**Written task:** Reproduce verbatim only the lines from the one containing "Where can you find the young" through the last line below, both included.
--- begin Data ---
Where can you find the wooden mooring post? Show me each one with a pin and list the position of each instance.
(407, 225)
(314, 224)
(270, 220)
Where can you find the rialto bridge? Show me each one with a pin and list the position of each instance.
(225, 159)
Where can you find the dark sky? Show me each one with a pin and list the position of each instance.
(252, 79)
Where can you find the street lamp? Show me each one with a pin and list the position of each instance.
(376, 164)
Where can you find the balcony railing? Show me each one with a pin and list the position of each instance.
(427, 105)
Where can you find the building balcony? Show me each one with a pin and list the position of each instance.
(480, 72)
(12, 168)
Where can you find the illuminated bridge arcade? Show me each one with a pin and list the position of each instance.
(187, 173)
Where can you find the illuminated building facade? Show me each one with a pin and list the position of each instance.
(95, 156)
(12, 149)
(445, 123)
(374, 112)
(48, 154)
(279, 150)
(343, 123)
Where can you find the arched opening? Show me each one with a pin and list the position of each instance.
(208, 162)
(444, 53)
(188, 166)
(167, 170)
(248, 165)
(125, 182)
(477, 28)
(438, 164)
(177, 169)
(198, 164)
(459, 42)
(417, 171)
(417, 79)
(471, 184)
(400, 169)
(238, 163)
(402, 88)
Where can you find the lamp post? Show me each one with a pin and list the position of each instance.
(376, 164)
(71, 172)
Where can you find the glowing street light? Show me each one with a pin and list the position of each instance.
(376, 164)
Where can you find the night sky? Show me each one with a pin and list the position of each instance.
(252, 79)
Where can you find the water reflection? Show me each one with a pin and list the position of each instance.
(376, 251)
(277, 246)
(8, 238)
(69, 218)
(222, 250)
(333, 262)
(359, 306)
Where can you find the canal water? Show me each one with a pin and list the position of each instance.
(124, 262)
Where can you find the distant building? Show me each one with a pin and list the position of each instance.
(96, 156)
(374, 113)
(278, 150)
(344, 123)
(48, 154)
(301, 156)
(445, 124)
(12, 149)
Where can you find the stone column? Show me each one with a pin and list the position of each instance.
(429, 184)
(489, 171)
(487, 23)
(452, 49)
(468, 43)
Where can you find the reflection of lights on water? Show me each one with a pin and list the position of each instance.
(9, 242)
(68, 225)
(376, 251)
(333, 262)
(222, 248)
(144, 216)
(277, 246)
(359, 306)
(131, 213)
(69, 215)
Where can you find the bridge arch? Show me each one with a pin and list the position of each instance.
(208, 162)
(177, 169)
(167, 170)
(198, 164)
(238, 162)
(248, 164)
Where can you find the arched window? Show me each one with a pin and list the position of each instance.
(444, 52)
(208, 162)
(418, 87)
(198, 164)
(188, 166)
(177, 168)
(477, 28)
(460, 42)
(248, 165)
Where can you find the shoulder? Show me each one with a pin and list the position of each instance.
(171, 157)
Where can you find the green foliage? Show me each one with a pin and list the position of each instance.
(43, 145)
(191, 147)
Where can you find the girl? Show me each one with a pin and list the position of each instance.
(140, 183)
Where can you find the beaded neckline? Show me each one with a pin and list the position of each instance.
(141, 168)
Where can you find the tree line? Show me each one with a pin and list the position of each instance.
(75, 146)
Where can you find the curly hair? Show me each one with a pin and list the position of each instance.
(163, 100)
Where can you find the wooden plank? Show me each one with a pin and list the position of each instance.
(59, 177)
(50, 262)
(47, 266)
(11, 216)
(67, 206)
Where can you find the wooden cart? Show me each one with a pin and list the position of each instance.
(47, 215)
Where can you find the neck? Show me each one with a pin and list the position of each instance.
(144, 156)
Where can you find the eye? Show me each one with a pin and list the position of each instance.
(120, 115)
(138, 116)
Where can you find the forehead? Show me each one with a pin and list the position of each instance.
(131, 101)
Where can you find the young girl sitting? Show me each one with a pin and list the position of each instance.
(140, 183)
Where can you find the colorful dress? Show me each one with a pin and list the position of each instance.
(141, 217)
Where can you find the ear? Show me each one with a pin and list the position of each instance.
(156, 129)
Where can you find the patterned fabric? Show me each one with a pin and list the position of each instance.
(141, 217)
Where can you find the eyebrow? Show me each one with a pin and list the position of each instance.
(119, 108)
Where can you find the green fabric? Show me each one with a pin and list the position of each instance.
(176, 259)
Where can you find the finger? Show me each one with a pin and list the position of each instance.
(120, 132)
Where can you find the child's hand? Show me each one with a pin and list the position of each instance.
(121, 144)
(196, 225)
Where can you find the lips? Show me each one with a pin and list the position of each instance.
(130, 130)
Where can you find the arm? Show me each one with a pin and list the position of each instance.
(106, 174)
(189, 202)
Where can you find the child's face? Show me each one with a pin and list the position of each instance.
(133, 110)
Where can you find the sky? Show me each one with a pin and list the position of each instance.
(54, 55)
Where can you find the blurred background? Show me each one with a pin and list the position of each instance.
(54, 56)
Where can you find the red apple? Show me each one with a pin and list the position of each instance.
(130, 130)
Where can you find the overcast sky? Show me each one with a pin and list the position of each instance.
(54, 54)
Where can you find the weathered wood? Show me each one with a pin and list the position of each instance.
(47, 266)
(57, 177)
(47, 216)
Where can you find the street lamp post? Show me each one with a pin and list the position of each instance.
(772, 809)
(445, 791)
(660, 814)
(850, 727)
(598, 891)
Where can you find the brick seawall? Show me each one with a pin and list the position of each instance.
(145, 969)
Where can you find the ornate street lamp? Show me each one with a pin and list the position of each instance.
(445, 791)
--- end Data ---
**Solution below:**
Where can you find the young girl sitting? Show me each one with a pin and list the position of each instance.
(140, 183)
Where can you find the colorful dress? Show me each one with a pin and list the position of each instance.
(141, 217)
Where can you find the ear? Show me each one with a pin and list the position of each instance.
(156, 129)
Where can you find the patterned fabric? Show me each one with a pin and list the position of each instance.
(141, 217)
Where can you find the eyebrow? Show me each one with a pin and list the position of each instance.
(119, 108)
Where can you find the green fabric? Show me each one with a pin and list the position of each instance.
(176, 259)
Where can you find the finger? Show me each one with a pin and list the position of each instance.
(120, 132)
Where can you find the child's hand? Show me each one with a pin and list the position of each instance.
(121, 144)
(196, 225)
Where can you find the lips? Show me each one with a pin and list the position of each instance.
(130, 130)
Where can you find the arm? Show me each one with a pin and list the position of each instance.
(106, 174)
(189, 202)
Where can you find the child's face? Show me each one with a pin and list the position of each instance.
(133, 110)
Where can you find the sky? Show me each one with a pin and list the position of each instance.
(54, 55)
Where can you find the blurred background? Show me each one with a pin and list the position of each instance.
(54, 56)
Where can you find the red apple? Show me each one with a pin and list the position of each instance.
(130, 130)
Where can you find the overcast sky? Show me each one with a pin and list the position of each instance.
(54, 54)
Where can you find the weathered wood? Show me each one with a pin and list the position of each instance.
(47, 266)
(57, 177)
(47, 216)
Where can you find the street lamp post? Show me each one with a pin and list the position of each instance.
(772, 809)
(445, 791)
(660, 814)
(850, 727)
(598, 891)
Where can you find the brick seawall? Show me each one with a pin and list the position of each instance.
(145, 969)
Where can you find the ornate street lamp? Show me each one with a pin and list the position of each instance.
(445, 791)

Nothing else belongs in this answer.